Entries drawn from a collection

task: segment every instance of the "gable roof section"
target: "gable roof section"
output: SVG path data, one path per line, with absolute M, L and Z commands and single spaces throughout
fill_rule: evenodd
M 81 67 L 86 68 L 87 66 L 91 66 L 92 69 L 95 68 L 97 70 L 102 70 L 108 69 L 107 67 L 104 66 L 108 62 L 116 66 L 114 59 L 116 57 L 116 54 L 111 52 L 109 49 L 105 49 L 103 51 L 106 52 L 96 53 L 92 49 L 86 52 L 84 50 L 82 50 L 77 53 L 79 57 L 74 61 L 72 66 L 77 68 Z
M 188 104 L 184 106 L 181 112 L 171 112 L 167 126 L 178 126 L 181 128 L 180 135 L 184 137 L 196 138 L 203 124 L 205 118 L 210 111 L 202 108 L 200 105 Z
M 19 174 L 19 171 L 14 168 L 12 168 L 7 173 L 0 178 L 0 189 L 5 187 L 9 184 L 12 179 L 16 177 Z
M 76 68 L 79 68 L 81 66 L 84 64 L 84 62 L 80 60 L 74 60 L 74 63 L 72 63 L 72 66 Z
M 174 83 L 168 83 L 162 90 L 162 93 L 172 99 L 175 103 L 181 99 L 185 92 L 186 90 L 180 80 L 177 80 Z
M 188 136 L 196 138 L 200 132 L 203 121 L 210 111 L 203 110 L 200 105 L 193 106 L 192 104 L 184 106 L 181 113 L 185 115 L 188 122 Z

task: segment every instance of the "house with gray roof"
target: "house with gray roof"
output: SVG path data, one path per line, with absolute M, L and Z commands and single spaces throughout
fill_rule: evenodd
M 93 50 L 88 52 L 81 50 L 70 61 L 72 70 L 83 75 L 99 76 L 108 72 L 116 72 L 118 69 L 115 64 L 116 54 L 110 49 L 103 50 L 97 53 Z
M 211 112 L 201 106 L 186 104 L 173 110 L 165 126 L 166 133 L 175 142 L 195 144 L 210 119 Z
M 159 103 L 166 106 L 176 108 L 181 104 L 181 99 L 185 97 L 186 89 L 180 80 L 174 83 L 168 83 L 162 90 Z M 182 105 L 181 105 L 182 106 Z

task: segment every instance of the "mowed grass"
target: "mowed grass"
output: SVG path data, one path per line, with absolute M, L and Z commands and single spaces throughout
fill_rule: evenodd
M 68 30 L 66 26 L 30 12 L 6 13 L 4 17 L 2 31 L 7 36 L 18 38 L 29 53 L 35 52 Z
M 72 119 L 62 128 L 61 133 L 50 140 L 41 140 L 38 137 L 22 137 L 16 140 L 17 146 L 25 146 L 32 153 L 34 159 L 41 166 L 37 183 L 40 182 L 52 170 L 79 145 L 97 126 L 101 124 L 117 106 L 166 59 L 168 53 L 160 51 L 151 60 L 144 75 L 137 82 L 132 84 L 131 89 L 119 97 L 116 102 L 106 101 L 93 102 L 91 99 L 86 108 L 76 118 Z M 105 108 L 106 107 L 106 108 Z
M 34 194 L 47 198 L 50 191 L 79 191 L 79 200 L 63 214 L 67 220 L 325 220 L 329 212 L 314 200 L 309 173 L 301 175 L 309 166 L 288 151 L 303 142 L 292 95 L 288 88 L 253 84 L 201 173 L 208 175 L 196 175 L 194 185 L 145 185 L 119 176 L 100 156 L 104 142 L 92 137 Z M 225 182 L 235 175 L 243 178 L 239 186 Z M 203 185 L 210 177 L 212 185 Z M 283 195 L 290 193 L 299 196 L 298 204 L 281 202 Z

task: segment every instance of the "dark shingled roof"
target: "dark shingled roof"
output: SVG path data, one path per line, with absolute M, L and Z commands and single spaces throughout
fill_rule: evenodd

▶ **Aim**:
How many lines of the material contain the word "every"? Reply with the number alone.

▶ **The reply**:
4